#### [実施事項]
本文を読み、次の問いに答えなさい。
1. 筆者が新しいロックを積極的に探して聴くことが激減したのは、年齢が何代に入ったあたりからか。
2. 筆者が最も貪欲にロックを聴いていたのは何年代か。
3. グラム・メタルやポップ・メタルに対し、同じメタルの中から出てきたオルタナティブは何か。
··· 本文 ···
自分の年齢が40代に入ったあたりから新しいロックを積極的に探して聴くということが激減し、1990年代前半までのロックばかりを懐かしんで聴くようなった。
昔、自分の親がテレビで懐メロ番組を見て「最近の歌はダメだ、やっぱり昔の歌が良い」と言っていたが、それと全く同じことを自分がやっているわけである。
たぶん、今も、刺激的でカッコいいロックは次々と出てきているはずなのだが、それを受け入れるだけの豊かな感性を自分が無くしてしまったのだろう。
今の自分はロック・ファンではなく、ただの懐メロ好きのオジサンだ。
自分が最も貪欲にロックを聴いていた1980年代を振り返ると、その時代におけるロック・シーンのメインストリームはヘヴィ・メタルだったなと思う。
もちろんメインストリームに対するオルタナティブとしてインディー・ロックも一定の人気を獲得していたが、普段ロックを聴かないようなリスナー層まで巻き込んだムーヴメントとなると、それはやはりヘヴィ・メタルだけであり、中でもグラム・メタルやポップ・メタルの勢いは凄かった(ちなみに、このグラム・メタルやポップ・メタルに対し、同じメタルの中から出てきたオルタナティブがスラッシュ・メタルなのである)。
··· データ ···
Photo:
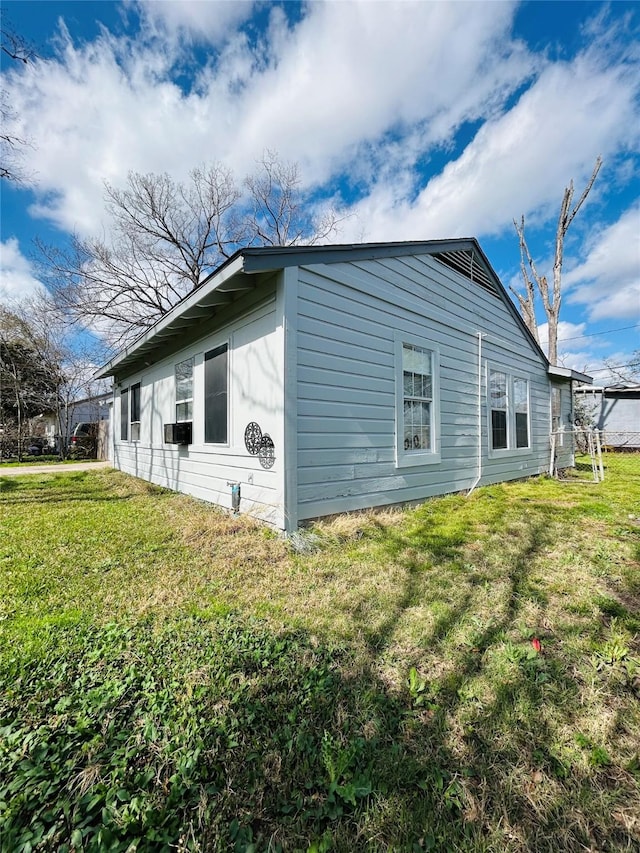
···
#### [解答例]
1. 40代
2. 1980年代
3. スラッシュ・メタル